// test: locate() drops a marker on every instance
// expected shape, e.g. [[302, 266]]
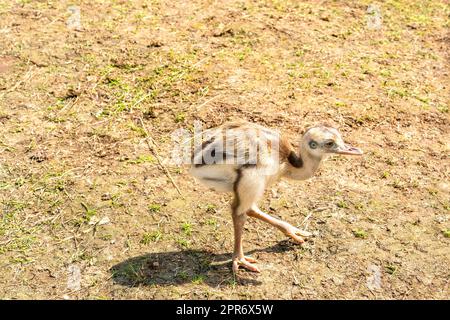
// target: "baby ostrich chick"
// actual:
[[246, 158]]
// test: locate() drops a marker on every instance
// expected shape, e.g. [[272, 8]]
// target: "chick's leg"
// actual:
[[239, 260], [294, 233], [248, 188]]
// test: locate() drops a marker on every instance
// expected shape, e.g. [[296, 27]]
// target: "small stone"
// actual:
[[106, 197]]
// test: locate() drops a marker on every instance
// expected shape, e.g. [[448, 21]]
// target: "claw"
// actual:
[[246, 263], [296, 234]]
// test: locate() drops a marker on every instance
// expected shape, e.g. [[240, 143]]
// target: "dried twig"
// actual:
[[148, 138]]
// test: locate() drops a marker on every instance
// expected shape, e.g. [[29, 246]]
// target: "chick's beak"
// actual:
[[349, 150]]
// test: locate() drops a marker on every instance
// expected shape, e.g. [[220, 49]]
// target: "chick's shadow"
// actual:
[[187, 266]]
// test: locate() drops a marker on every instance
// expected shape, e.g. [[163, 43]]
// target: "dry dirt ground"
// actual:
[[87, 212]]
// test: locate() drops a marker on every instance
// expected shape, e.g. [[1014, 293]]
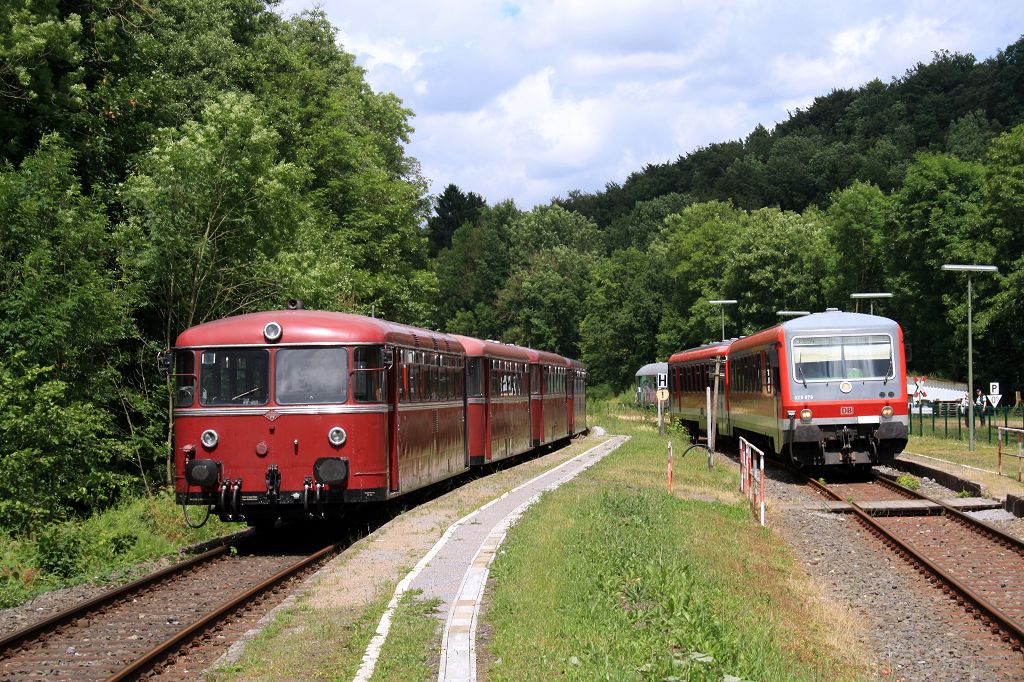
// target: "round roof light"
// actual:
[[210, 438], [271, 332], [337, 436]]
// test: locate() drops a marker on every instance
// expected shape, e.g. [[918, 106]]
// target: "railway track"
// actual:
[[979, 566], [144, 626]]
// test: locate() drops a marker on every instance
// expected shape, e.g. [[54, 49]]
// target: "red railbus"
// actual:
[[294, 413], [497, 399], [823, 389], [691, 373]]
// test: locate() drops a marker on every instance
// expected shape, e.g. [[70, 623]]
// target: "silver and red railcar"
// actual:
[[823, 389], [691, 373], [549, 405], [294, 413], [577, 385], [498, 422]]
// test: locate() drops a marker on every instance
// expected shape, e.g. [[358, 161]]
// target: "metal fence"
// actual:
[[944, 421]]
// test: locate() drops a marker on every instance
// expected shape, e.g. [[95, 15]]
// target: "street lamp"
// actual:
[[970, 342], [724, 302], [872, 296]]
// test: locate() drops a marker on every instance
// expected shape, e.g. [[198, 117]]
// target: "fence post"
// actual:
[[670, 467], [998, 465]]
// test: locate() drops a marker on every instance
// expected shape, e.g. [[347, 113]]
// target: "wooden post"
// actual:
[[670, 467]]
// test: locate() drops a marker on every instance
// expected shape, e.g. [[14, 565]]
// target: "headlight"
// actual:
[[209, 438], [271, 332], [337, 435]]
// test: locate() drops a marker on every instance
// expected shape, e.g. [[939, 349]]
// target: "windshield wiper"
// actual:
[[251, 390]]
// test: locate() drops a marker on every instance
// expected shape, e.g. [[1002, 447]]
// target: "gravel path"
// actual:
[[913, 628]]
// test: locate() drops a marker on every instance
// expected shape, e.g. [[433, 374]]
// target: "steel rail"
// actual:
[[147, 659], [1007, 627], [41, 629], [1000, 536]]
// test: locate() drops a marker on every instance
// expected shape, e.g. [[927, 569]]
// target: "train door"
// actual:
[[773, 388], [398, 386], [722, 423]]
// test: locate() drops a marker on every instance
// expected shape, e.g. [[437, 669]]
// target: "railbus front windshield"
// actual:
[[304, 376], [851, 357]]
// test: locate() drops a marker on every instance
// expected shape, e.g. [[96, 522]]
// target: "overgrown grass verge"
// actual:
[[611, 578], [410, 652], [102, 549], [309, 642]]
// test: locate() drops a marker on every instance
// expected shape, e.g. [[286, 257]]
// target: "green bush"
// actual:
[[58, 551]]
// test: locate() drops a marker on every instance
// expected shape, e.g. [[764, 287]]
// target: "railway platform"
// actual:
[[456, 568]]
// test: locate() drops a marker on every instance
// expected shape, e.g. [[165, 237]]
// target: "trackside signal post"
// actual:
[[970, 342]]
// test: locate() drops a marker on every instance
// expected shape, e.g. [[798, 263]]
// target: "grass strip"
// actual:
[[411, 651], [611, 578]]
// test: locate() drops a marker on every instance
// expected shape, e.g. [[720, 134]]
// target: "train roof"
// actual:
[[312, 327], [828, 322], [652, 369], [493, 348], [702, 352]]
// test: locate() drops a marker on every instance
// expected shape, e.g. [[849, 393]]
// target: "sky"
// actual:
[[529, 99]]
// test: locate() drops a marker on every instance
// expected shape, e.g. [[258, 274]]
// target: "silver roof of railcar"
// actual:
[[836, 321], [652, 369]]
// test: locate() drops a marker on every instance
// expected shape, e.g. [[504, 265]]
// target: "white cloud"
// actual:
[[534, 98]]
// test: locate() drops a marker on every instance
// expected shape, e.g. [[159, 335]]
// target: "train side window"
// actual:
[[368, 375], [474, 378], [235, 376], [184, 378], [311, 375]]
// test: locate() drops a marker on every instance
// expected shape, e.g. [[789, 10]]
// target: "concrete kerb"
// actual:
[[373, 651], [458, 656]]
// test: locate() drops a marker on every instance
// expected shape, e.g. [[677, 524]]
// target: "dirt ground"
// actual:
[[376, 563]]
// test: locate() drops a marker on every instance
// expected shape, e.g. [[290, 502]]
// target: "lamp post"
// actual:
[[954, 267], [872, 296], [723, 302]]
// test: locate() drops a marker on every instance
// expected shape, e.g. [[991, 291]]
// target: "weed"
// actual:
[[908, 481]]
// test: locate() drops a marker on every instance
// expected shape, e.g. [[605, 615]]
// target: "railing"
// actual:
[[752, 475], [1005, 435], [944, 421]]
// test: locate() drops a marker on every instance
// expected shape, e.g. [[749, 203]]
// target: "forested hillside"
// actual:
[[171, 163], [163, 165], [866, 189]]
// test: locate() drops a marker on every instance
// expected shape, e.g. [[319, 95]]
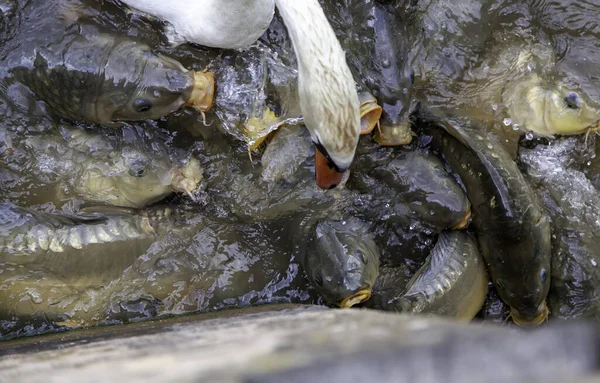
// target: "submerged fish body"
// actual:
[[110, 265], [534, 96], [573, 204], [377, 43], [124, 168], [412, 188], [453, 282], [512, 228], [342, 261]]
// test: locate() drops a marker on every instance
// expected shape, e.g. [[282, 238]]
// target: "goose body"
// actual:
[[228, 24], [327, 91], [328, 96]]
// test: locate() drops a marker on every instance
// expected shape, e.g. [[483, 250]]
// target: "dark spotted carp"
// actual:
[[512, 227]]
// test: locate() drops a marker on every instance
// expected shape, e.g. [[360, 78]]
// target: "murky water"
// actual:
[[239, 219]]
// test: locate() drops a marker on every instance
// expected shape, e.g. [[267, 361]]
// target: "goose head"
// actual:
[[327, 91]]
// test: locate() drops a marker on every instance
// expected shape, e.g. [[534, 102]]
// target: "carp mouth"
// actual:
[[535, 321], [464, 221], [360, 296], [394, 135], [203, 92], [370, 113]]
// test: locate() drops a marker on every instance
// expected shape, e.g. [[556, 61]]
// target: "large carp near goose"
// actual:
[[512, 226], [572, 202], [453, 281], [327, 91], [111, 265], [125, 196]]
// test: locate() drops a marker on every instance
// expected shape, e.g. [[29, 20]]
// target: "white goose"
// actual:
[[328, 96]]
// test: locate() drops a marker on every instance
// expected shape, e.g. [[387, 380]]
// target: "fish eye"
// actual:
[[411, 77], [319, 280], [137, 169], [572, 100], [142, 105], [500, 284]]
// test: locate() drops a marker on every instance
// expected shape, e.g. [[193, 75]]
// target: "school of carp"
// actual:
[[142, 177]]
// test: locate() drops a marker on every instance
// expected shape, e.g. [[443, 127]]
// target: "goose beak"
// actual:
[[326, 174]]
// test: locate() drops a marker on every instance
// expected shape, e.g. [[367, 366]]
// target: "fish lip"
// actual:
[[370, 113], [539, 318], [360, 296], [326, 175], [202, 95]]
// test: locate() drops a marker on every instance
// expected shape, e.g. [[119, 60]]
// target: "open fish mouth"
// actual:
[[370, 113], [394, 135], [536, 321], [203, 92], [463, 222], [361, 295]]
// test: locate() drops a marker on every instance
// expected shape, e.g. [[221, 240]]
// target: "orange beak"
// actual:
[[327, 176]]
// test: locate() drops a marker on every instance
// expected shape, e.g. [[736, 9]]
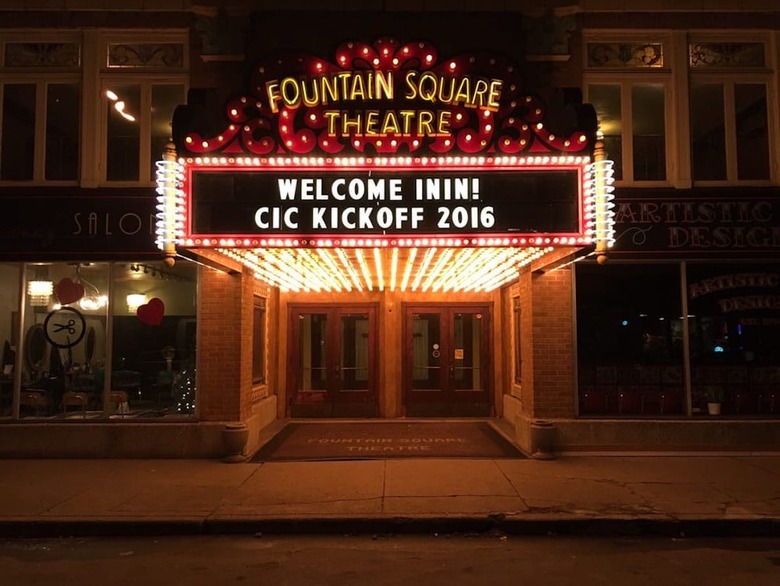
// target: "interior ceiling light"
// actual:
[[92, 299], [349, 269], [119, 106]]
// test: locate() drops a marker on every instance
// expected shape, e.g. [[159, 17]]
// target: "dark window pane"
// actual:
[[165, 98], [606, 100], [734, 322], [649, 146], [752, 131], [629, 340], [62, 131], [124, 134], [708, 132], [18, 132]]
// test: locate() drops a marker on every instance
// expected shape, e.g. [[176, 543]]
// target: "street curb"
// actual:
[[597, 527]]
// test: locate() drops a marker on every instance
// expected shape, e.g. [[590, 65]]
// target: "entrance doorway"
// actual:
[[446, 360], [332, 366]]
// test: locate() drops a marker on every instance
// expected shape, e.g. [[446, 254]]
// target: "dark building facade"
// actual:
[[221, 214]]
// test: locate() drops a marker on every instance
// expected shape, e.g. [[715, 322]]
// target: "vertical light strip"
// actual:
[[169, 220], [349, 268], [408, 268], [326, 256], [380, 277], [603, 214], [429, 254], [364, 268], [435, 272], [393, 269]]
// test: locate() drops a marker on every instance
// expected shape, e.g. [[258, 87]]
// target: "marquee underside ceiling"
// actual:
[[386, 269]]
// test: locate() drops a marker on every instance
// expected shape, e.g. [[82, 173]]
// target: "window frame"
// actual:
[[626, 78], [146, 77], [729, 80], [41, 78]]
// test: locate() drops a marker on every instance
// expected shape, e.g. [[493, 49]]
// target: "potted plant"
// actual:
[[714, 400]]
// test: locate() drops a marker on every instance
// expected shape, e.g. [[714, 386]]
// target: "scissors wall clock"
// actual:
[[64, 327]]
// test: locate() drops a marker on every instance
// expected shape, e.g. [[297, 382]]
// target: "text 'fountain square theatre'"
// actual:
[[377, 209]]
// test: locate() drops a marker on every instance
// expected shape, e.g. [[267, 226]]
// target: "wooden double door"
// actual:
[[447, 360], [332, 370], [335, 353]]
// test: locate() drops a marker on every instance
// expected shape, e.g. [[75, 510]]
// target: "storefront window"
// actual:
[[734, 316], [63, 339], [153, 359], [630, 340], [9, 330]]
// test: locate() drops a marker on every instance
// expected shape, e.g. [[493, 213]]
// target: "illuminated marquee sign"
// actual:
[[243, 204], [384, 98], [384, 146]]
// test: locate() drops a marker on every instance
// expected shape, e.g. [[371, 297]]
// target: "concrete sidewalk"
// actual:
[[670, 495]]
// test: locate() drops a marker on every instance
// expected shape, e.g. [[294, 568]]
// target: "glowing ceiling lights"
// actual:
[[433, 269]]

## WHAT YOU NEED TO DO
Starting at the beginning of the records and stopping after the line that contains "[[87, 212]]", give those lines again with "target" swapped for "label" and nothing else changed. Leave the pictures out.

## ANSWER TO THIS PROBLEM
// test: locate() drops a marker on every instance
// expected shape, e.g. [[302, 266]]
// label: "baby ostrich chick"
// actual:
[[246, 158]]
// test: locate() drops a marker on every instance
// expected shape, e.g. [[272, 8]]
// label: "chick's leg"
// actual:
[[239, 260], [294, 233], [248, 188]]
// test: locate() drops a marker on every instance
// expected shape, e.g. [[296, 27]]
// label: "small stone"
// actual:
[[106, 197]]
// test: locate() drops a marker on every instance
// expected shape, e.g. [[448, 21]]
// label: "claw"
// actual:
[[246, 263], [296, 234]]
// test: locate() drops a marker on every instance
// expected shape, e.g. [[240, 143]]
// label: "dried twig"
// actual:
[[148, 138]]
// test: locate() drops a marker on every instance
// expected shape, e.g. [[29, 246]]
// label: "chick's beak"
// actual:
[[349, 150]]
// test: locate() drops a marker on every instance
// expected shape, e.g. [[220, 49]]
// label: "chick's shadow"
// actual:
[[187, 266]]
// test: locate() drops a marker on every instance
// expected shape, e.g. [[163, 43]]
// label: "dry dirt ground"
// actual:
[[87, 212]]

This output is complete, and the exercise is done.